● **Ihre Aufgabe**
Wie könnte der Text mit der Überschrift „Luhmann“ nach seinem letzten Satz weitergehen? Schreiben Sie die Fortsetzung.

● **Ausgewählter Text**
++++++
Luhmann

  • 1.12.1996

    Das Modell der Beziehung der transzendentalen Logik zum Objekt ist die Feindbildlogik.
    Der Begriff des Akkusativ ist nicht nur ein falsche Übersetzung aus dem Griechischen, sondern eine Übersetzung, in der die sprachlogische Differenz der lateinischen zur griechischen Sprache sich ausdrückt. Der Akkusativ ist in der Tat ein Element der lateinischen Grammatik, und dazu ein sehr ausdruckskräftiges. Die zugrundeliegende Differenz hängt zusammen mit der zwischen einer prädogmatischen (griechischen) und einer postdogmatischen (lateinischen) Sprache. Diese Differenz entfaltet sich in der Konstellation der grammatischen Unterschiede insgesamt, zu denen u.a. der Fortfall des bestimmten Artikels, das Verschwinden des Medium und Aorist, sowie die Neubildung des Futur II wie auch der Formen des Supinum, Gerundium und Gerundivum gehören.
    Es gibt keine erste Natur. Was wir die erste Natur nennen, ist die dritte Natur als Spiegel der zweiten.
++++++
● **Bereitgestellte Daten**
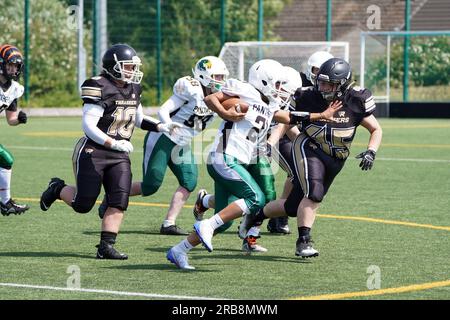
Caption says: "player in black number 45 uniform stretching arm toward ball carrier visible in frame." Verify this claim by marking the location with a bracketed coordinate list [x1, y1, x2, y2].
[243, 58, 382, 258]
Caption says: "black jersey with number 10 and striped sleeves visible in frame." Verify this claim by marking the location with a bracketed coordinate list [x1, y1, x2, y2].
[81, 75, 142, 140]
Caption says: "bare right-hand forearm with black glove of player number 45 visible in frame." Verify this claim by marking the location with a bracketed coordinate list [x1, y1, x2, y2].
[356, 114, 383, 170]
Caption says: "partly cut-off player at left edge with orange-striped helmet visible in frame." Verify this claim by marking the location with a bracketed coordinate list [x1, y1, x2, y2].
[0, 44, 29, 216]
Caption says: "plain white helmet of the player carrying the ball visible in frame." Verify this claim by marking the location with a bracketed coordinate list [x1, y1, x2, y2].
[248, 59, 286, 104]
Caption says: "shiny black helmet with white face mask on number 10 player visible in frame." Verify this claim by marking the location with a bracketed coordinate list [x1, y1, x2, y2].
[102, 43, 144, 84]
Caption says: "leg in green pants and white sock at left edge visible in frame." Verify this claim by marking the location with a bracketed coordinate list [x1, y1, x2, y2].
[0, 144, 30, 216]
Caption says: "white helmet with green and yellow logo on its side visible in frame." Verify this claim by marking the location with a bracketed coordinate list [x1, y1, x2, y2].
[192, 56, 230, 92]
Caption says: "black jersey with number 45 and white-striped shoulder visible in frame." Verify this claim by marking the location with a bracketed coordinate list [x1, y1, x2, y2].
[293, 86, 375, 159]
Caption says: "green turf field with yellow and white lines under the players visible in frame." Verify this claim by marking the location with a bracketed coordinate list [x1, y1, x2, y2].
[0, 118, 450, 299]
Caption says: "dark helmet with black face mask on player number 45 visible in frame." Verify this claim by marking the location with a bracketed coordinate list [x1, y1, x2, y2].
[315, 58, 352, 101]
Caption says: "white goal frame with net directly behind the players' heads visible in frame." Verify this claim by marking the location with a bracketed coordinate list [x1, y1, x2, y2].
[219, 41, 349, 80]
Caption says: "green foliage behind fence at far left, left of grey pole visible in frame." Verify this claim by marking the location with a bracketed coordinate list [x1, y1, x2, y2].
[0, 0, 89, 106]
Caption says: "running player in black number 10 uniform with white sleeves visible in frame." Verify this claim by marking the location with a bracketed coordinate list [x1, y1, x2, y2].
[40, 44, 178, 260]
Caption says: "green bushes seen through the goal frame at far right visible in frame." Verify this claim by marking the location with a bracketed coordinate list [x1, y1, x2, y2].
[366, 36, 450, 88]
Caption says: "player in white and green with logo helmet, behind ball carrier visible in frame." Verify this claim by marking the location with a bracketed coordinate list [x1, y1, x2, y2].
[99, 56, 229, 235]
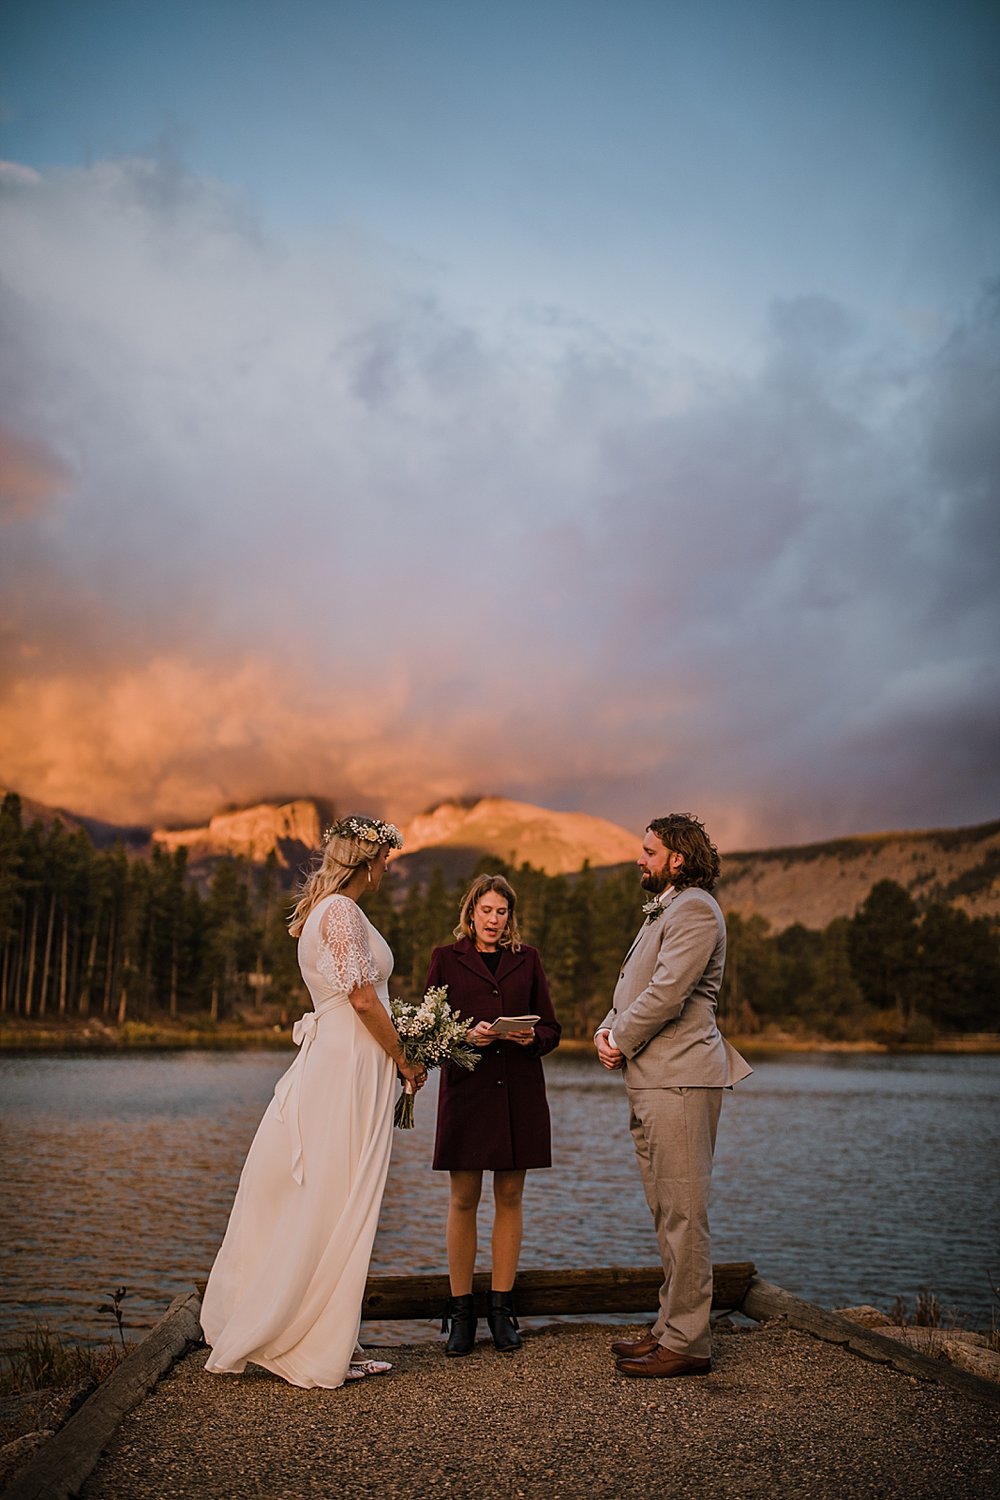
++++++
● **Antwort zur Aufgabe**
    Bezeichnet nicht der Begriff der Information das sprachliche Korrelat des mechanischen Stoßprozesses? Information, das ist auch die Mitteilung eines Impulses von einem mechanischen Objekt auf ein anderes, wobei der Ausdruck Information darauf hinweist, daß mit dem „Impuls“ auch das Formgesetz (das Referenzsystem) übertragen und „mitgeteilt“ wird, in dem der Impuls definiert ist. Die Bestimmung des Stoßprozesses war die Geburtsstunde des Inertialsystems, das mit der Informatik auf die Sprache und auf die Logik übertragen wurde.
    Dieser Informationsbegriff ist der Grundbegriff der Luhmannschen Systemtheorie, aber auch der Linguistik und am Ende der Habermasschen Kommunkationstheorie.
    Im Kontext dieses Informationsbegriffs wird z.B. der Begriff der Beobachtung (so bei Dirk Baecker, der sich auf den quantentheoretischen Ursprung dieses Begriffs beruft) zu einem Moment in einem System bedingter Reflexe: Hier wird die Logik zum Pawlowschen Hund.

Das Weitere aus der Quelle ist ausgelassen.